#### PROBLEM TO SOLVE:
Report each line of the entries below that contains the string "label", copying every such line in full.

-- BEGIN RECORDS --

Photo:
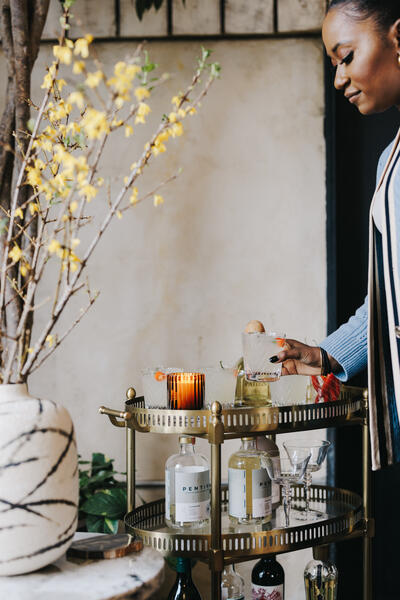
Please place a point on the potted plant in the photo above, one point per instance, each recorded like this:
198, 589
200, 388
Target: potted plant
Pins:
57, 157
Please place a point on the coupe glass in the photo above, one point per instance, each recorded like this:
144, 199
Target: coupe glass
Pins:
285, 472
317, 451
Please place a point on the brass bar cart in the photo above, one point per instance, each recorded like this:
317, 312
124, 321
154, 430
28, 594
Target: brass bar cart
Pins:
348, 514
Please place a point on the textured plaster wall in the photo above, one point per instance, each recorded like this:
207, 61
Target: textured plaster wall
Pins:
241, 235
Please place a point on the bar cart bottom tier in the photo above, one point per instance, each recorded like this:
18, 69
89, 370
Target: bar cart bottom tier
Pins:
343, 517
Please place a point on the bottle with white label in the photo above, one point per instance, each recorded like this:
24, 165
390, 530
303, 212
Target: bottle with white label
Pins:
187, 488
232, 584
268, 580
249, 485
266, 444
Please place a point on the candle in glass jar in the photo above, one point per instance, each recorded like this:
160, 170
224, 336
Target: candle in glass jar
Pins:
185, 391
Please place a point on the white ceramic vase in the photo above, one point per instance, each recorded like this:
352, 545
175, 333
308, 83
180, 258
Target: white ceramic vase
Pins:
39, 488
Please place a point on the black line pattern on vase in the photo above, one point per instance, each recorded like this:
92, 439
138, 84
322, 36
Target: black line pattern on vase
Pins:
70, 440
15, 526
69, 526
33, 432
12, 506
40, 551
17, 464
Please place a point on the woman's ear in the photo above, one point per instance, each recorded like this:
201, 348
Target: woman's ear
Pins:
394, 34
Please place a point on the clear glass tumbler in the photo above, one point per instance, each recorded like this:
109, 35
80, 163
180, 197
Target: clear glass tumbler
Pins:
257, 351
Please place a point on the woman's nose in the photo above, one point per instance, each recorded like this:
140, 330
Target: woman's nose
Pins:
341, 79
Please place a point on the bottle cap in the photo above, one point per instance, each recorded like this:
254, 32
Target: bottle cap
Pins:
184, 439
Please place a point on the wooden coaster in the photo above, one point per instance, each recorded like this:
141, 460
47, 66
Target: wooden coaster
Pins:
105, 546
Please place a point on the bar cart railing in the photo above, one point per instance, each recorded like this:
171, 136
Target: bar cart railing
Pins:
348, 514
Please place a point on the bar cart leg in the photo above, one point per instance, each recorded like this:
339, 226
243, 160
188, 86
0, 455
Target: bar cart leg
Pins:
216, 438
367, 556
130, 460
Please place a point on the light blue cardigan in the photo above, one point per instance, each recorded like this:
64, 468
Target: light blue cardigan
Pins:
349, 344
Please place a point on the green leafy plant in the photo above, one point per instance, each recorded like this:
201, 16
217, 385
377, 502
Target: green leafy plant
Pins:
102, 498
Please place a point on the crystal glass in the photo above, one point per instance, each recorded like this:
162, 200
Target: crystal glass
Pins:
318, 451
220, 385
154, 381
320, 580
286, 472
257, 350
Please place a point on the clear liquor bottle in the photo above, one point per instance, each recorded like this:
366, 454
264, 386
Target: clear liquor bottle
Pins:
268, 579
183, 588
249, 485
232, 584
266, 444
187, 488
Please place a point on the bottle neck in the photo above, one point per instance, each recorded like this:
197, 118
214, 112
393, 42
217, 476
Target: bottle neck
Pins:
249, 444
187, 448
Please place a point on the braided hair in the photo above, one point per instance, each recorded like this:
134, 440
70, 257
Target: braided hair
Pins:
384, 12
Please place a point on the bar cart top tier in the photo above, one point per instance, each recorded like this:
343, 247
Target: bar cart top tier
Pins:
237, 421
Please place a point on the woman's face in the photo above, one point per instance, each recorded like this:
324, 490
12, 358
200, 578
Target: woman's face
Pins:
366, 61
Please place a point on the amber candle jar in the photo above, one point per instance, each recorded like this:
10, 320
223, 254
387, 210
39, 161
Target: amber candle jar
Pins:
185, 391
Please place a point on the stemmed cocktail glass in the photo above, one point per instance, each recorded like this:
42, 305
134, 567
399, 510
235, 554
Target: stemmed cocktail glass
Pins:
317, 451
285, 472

-- END RECORDS --
-- BEGIN RECORDS --

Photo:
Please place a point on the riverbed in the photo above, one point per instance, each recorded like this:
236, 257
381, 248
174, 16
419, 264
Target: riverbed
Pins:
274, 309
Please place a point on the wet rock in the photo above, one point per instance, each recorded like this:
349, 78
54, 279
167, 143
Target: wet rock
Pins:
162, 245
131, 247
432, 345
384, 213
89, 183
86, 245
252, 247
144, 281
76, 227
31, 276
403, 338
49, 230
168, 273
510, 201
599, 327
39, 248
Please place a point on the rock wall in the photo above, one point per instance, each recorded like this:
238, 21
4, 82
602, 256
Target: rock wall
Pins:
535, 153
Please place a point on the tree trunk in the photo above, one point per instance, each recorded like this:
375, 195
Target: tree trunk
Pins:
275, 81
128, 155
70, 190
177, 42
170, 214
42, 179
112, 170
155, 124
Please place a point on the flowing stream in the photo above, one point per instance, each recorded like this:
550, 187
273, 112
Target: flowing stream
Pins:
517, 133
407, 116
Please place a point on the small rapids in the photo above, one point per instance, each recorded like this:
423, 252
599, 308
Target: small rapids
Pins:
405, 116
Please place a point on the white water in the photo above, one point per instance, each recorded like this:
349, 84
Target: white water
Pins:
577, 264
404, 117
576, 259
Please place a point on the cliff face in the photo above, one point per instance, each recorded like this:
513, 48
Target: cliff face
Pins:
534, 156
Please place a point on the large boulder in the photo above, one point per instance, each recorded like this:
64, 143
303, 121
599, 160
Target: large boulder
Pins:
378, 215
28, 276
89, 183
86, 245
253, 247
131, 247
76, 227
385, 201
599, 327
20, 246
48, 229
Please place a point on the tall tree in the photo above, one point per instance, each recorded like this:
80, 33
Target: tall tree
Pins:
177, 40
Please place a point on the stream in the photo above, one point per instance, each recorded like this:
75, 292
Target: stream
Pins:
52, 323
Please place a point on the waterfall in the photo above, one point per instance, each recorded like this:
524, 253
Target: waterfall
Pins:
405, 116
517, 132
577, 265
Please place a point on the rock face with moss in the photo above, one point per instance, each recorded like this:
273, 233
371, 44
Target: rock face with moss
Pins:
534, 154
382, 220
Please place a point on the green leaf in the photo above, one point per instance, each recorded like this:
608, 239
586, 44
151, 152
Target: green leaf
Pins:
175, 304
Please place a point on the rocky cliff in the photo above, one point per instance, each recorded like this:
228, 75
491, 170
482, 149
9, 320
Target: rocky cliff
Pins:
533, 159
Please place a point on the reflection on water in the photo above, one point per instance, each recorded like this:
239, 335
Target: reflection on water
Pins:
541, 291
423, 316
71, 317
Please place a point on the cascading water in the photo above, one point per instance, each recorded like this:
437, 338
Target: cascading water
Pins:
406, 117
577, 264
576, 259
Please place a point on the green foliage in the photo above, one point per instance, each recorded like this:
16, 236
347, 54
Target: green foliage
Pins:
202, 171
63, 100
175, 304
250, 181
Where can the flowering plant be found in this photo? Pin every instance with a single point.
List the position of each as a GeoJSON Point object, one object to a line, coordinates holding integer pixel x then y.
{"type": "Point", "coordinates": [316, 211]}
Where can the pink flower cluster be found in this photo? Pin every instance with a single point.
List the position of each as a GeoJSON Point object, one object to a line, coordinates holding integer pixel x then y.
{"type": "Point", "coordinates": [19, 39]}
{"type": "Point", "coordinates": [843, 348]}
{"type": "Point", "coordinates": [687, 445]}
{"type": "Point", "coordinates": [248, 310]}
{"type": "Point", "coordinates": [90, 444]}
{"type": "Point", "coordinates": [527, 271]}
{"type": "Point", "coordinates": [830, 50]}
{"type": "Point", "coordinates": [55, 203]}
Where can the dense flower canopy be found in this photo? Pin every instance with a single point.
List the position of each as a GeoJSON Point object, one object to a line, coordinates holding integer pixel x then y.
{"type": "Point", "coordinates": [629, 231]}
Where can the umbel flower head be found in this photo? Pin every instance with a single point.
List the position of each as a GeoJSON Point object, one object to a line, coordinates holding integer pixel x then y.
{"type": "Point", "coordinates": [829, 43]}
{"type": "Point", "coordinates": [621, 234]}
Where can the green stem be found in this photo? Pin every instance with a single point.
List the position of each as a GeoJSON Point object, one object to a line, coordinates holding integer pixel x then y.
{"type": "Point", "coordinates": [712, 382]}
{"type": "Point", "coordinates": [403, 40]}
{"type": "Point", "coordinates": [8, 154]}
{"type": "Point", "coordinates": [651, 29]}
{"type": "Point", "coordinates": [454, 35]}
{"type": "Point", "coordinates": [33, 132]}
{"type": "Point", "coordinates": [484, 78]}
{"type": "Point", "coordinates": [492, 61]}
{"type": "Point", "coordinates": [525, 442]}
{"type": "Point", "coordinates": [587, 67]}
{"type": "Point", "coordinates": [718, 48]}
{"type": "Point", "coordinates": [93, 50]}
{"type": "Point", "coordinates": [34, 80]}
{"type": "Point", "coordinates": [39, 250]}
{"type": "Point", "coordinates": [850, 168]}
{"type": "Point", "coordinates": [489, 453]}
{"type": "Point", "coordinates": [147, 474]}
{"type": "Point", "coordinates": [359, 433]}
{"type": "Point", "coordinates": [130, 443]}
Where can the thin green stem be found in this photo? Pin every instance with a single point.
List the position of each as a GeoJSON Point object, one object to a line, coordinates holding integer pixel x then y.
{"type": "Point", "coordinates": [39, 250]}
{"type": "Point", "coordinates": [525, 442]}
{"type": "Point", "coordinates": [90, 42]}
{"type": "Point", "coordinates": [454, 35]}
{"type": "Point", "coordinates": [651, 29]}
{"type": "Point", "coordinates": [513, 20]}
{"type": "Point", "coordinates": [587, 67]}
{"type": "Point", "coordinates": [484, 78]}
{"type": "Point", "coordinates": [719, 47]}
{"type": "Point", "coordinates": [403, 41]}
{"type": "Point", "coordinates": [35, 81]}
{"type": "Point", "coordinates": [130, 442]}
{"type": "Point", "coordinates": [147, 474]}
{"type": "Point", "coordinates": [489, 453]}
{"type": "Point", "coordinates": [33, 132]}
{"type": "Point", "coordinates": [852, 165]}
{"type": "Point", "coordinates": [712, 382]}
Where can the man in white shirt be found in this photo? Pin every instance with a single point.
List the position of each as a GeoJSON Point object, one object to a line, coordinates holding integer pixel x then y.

-- END RECORDS --

#### TASK OUTPUT:
Please place a point on the bottle with white label in the photo above, one point per instance, each recorded like this:
Target: bottle with white label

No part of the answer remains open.